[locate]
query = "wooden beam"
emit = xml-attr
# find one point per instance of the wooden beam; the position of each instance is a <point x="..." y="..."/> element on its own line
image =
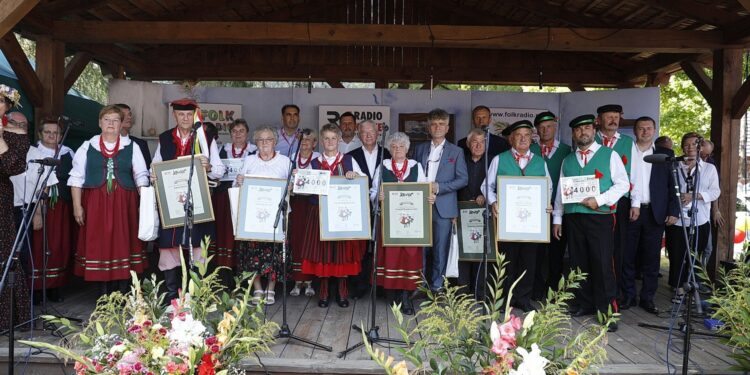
<point x="741" y="100"/>
<point x="74" y="68"/>
<point x="12" y="11"/>
<point x="50" y="67"/>
<point x="725" y="133"/>
<point x="27" y="77"/>
<point x="450" y="36"/>
<point x="335" y="84"/>
<point x="701" y="81"/>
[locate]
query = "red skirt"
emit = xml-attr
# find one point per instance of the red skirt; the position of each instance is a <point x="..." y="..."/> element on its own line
<point x="298" y="224"/>
<point x="399" y="267"/>
<point x="329" y="258"/>
<point x="60" y="233"/>
<point x="108" y="245"/>
<point x="223" y="249"/>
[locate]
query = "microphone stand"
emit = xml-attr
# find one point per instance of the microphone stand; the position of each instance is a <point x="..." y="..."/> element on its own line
<point x="281" y="214"/>
<point x="11" y="264"/>
<point x="372" y="334"/>
<point x="187" y="225"/>
<point x="691" y="285"/>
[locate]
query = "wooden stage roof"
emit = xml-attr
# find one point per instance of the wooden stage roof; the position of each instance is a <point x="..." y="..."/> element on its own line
<point x="572" y="43"/>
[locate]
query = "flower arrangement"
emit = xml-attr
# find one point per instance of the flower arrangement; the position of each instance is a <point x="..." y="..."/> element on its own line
<point x="458" y="337"/>
<point x="204" y="331"/>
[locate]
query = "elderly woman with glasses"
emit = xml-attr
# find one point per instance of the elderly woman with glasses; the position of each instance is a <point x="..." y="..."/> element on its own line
<point x="239" y="148"/>
<point x="399" y="268"/>
<point x="107" y="173"/>
<point x="261" y="257"/>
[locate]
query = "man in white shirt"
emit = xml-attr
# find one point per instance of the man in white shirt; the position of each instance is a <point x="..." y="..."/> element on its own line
<point x="653" y="206"/>
<point x="589" y="223"/>
<point x="349" y="140"/>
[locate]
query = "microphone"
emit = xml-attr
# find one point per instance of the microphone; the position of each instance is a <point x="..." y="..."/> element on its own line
<point x="661" y="158"/>
<point x="46" y="161"/>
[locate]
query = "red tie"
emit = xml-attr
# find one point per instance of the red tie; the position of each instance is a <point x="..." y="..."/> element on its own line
<point x="585" y="156"/>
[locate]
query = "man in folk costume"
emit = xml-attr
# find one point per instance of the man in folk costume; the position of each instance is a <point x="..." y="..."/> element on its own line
<point x="521" y="256"/>
<point x="553" y="152"/>
<point x="173" y="144"/>
<point x="608" y="121"/>
<point x="589" y="224"/>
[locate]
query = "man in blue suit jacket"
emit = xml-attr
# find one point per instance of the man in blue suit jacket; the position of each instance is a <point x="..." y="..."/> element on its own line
<point x="653" y="205"/>
<point x="445" y="167"/>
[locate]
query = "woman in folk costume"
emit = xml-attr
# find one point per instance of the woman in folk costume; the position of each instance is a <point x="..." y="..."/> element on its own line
<point x="104" y="182"/>
<point x="173" y="144"/>
<point x="14" y="143"/>
<point x="263" y="258"/>
<point x="239" y="148"/>
<point x="59" y="219"/>
<point x="326" y="259"/>
<point x="400" y="267"/>
<point x="300" y="205"/>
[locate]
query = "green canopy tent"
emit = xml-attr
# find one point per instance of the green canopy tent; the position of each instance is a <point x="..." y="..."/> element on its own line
<point x="77" y="106"/>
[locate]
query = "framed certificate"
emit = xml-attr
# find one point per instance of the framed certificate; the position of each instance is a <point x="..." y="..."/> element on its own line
<point x="311" y="181"/>
<point x="522" y="207"/>
<point x="471" y="233"/>
<point x="259" y="202"/>
<point x="171" y="192"/>
<point x="345" y="211"/>
<point x="233" y="168"/>
<point x="407" y="216"/>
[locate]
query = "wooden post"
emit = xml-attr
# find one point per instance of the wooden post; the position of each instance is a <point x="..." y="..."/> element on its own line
<point x="50" y="67"/>
<point x="725" y="132"/>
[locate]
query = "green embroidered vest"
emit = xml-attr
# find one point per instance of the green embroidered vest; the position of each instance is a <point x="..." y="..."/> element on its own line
<point x="599" y="162"/>
<point x="96" y="168"/>
<point x="507" y="166"/>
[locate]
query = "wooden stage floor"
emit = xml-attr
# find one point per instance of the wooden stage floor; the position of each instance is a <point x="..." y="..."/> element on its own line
<point x="632" y="349"/>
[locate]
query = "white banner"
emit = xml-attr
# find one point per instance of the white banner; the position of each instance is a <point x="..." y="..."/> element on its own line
<point x="380" y="114"/>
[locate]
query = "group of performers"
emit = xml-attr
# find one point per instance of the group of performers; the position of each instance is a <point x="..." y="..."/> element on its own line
<point x="93" y="204"/>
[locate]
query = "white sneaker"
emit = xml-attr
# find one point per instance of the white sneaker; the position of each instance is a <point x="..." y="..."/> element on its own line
<point x="295" y="291"/>
<point x="309" y="291"/>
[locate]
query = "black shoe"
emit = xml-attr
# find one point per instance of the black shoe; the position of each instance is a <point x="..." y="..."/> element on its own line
<point x="581" y="312"/>
<point x="343" y="303"/>
<point x="612" y="327"/>
<point x="649" y="306"/>
<point x="625" y="303"/>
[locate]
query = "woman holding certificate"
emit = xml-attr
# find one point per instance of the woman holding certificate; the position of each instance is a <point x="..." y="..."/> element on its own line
<point x="298" y="216"/>
<point x="107" y="173"/>
<point x="256" y="256"/>
<point x="326" y="259"/>
<point x="399" y="268"/>
<point x="238" y="149"/>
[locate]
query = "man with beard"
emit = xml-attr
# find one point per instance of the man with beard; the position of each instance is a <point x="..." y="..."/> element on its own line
<point x="589" y="223"/>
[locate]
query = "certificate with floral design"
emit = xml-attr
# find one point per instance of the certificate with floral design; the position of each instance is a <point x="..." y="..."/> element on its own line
<point x="522" y="209"/>
<point x="345" y="211"/>
<point x="407" y="215"/>
<point x="259" y="203"/>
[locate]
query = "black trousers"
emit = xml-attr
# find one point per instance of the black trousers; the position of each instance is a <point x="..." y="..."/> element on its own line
<point x="643" y="249"/>
<point x="521" y="256"/>
<point x="622" y="219"/>
<point x="677" y="248"/>
<point x="590" y="242"/>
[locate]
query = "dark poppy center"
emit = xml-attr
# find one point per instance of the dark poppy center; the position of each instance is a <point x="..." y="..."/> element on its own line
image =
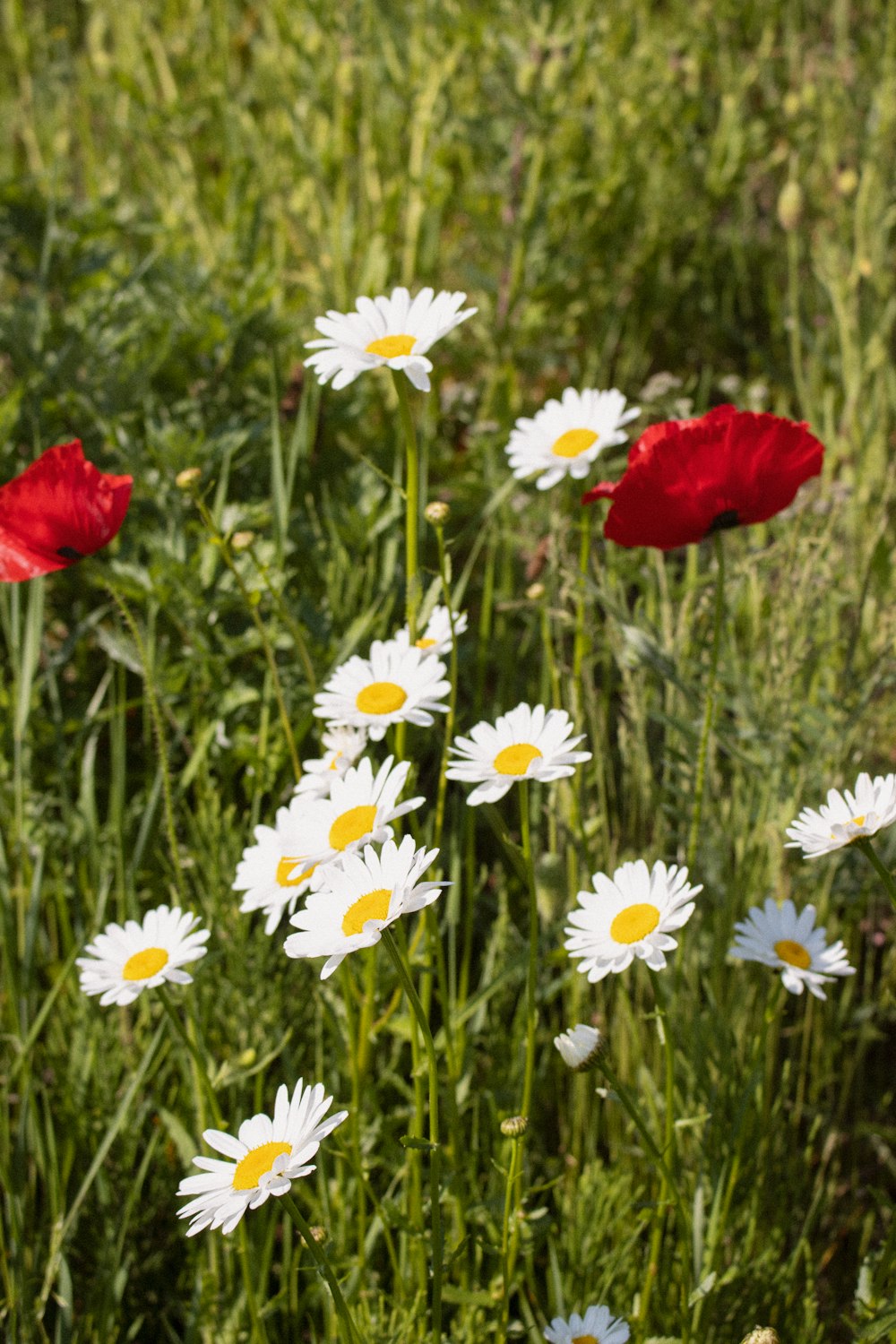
——
What this task involves
Each line above is to be copied verbatim. Drop any image from the copy.

Answer to the task
[locate]
query = "wooden beam"
emit = xml-attr
# find one point per instance of the wooden beam; the position of each instance is a <point x="..." y="..."/> element on its own line
image =
<point x="741" y="100"/>
<point x="74" y="68"/>
<point x="12" y="11"/>
<point x="50" y="67"/>
<point x="725" y="133"/>
<point x="27" y="77"/>
<point x="450" y="36"/>
<point x="335" y="84"/>
<point x="701" y="81"/>
[locate]
query = "red skirt"
emit = xml-attr
# find one point per instance of the red skirt; the position of each instance is a <point x="..." y="..."/> element on its own line
<point x="298" y="224"/>
<point x="399" y="267"/>
<point x="329" y="258"/>
<point x="60" y="233"/>
<point x="108" y="245"/>
<point x="223" y="249"/>
[locate]
query = "microphone stand"
emit = xml-attr
# find one point per instance of the microphone stand; the position of each instance is a <point x="..." y="..."/> element on its own line
<point x="281" y="214"/>
<point x="11" y="264"/>
<point x="372" y="334"/>
<point x="187" y="225"/>
<point x="691" y="285"/>
[locate]
query = "wooden stage roof"
emit = xml-attr
# find one point per instance of the wooden stage roof; the position of each instance is a <point x="..." y="..."/> element on its own line
<point x="572" y="43"/>
[locate]
query = "flower arrangement"
emit = xml-attr
# find one point per instance of the flower arrangement; the position of each instance is a <point x="..." y="..."/> element on its own line
<point x="458" y="337"/>
<point x="204" y="331"/>
[locate]
query = "elderly woman with glasses"
emit = xml-attr
# find one point per instance of the elderly woman with glasses; the position of each instance is a <point x="..." y="..."/> element on its own line
<point x="239" y="148"/>
<point x="399" y="268"/>
<point x="107" y="173"/>
<point x="261" y="257"/>
[locate]
query = "man in white shirt"
emit = xml-attr
# find one point per instance of the man in white shirt; the position of each instance is a <point x="..." y="..."/> element on its own line
<point x="653" y="206"/>
<point x="589" y="223"/>
<point x="349" y="140"/>
[locate]
query = "microphone"
emit = xml-attr
# find one point per instance of the microphone; the position of each instance is a <point x="..." y="..."/> element on its own line
<point x="661" y="158"/>
<point x="46" y="161"/>
[locate]
query = "red tie"
emit = xml-attr
# find one point per instance of the red tie; the position of each instance is a <point x="..." y="..."/> element on its own line
<point x="585" y="156"/>
[locate]
query = "man in folk costume"
emit = xml-attr
# find one point per instance of the man in folk costume; the position of each instance is a <point x="..." y="..."/> element on its own line
<point x="521" y="256"/>
<point x="553" y="152"/>
<point x="173" y="144"/>
<point x="608" y="121"/>
<point x="589" y="224"/>
[locate]
query = "man in blue suit jacket"
emit = xml-attr
# find one point per instance of the man in blue suit jacket; the position of each instance is a <point x="..." y="..."/> element on its own line
<point x="653" y="205"/>
<point x="445" y="167"/>
[locate]
query = "woman in folk costume"
emit = xml-attr
# find one point per instance of the woman in folk costume; the position of each instance is a <point x="..." y="..."/> element on its own line
<point x="104" y="182"/>
<point x="173" y="144"/>
<point x="14" y="143"/>
<point x="263" y="258"/>
<point x="239" y="148"/>
<point x="59" y="219"/>
<point x="326" y="259"/>
<point x="400" y="267"/>
<point x="300" y="205"/>
[locate]
query = "green canopy tent"
emit = xml-attr
# find one point per instance of the green canopy tent; the position of each instance is a <point x="..." y="..."/> element on its own line
<point x="77" y="106"/>
[locate]
query = "framed certificate"
emit = xml-attr
# find one point per instance of the framed certificate; the position of each instance is a <point x="..." y="..."/> element on its own line
<point x="311" y="181"/>
<point x="522" y="207"/>
<point x="471" y="233"/>
<point x="259" y="202"/>
<point x="171" y="192"/>
<point x="345" y="211"/>
<point x="233" y="168"/>
<point x="407" y="216"/>
[locate]
query = "wooden post"
emit = xml-attr
# find one point per instance of the wooden post; the position of each instance is a <point x="..." y="..."/> element on its own line
<point x="50" y="67"/>
<point x="725" y="132"/>
[locate]
query = "green embroidered vest"
emit = xml-attr
# find one point per instance of the green embroidered vest; the position of each instance is a <point x="..." y="..."/> element on its own line
<point x="599" y="162"/>
<point x="96" y="168"/>
<point x="507" y="166"/>
[locate]
query = "wooden stage floor"
emit = xml-attr
# find one point per instance of the wooden stage floor; the position of each instance is a <point x="..." y="..."/> element on its own line
<point x="632" y="349"/>
[locate]
query = "white banner"
emit = xml-attr
# find one point per instance of the white banner; the position of each instance is a <point x="..." y="..."/> element on its own line
<point x="380" y="114"/>
[locate]
query = "group of performers"
emit = xml-attr
# find one point per instance of the group of performers; the position of each instance is a <point x="..." y="..."/> element on its own line
<point x="93" y="204"/>
[locate]
query = "white sneaker"
emit = xml-attr
# find one point per instance of the white sneaker; the position of each instance is a <point x="..." y="..."/> element on its own line
<point x="295" y="291"/>
<point x="309" y="291"/>
[locate]
query = "black shoe"
emit = xml-attr
# find one point per instance of the black shoe; the position of each instance is a <point x="..." y="..."/> element on its own line
<point x="581" y="312"/>
<point x="343" y="303"/>
<point x="612" y="327"/>
<point x="649" y="306"/>
<point x="625" y="303"/>
[locate]
query = "woman holding certificate"
emit = xml-attr
# find one point per instance of the woman holding certificate; the position of each instance is a <point x="..." y="..."/> element on its own line
<point x="298" y="216"/>
<point x="107" y="173"/>
<point x="256" y="256"/>
<point x="326" y="259"/>
<point x="399" y="268"/>
<point x="238" y="149"/>
[locate]
query = "man with beard"
emit = xml-attr
# find one point per instance of the man with beard; the position of each instance is a <point x="..." y="..."/> element on its own line
<point x="589" y="223"/>
[locate]
query = "certificate with floral design"
emit = xml-attr
# find one point per instance of the certificate with floral design; the position of each instance is a <point x="..." y="..."/> element on its own line
<point x="522" y="209"/>
<point x="345" y="211"/>
<point x="407" y="215"/>
<point x="259" y="203"/>
[locate]
query = "black trousers"
emit = xml-attr
# find one point per instance of the black trousers; the position of each instance is a <point x="..." y="..."/> element on its own line
<point x="643" y="249"/>
<point x="521" y="256"/>
<point x="622" y="219"/>
<point x="677" y="248"/>
<point x="590" y="242"/>
[locate]
query = "dark poppy center"
emit = xml-attr
# find one point per instance of the dark poppy center; the position of each instance is a <point x="..." y="..."/> element on its own line
image =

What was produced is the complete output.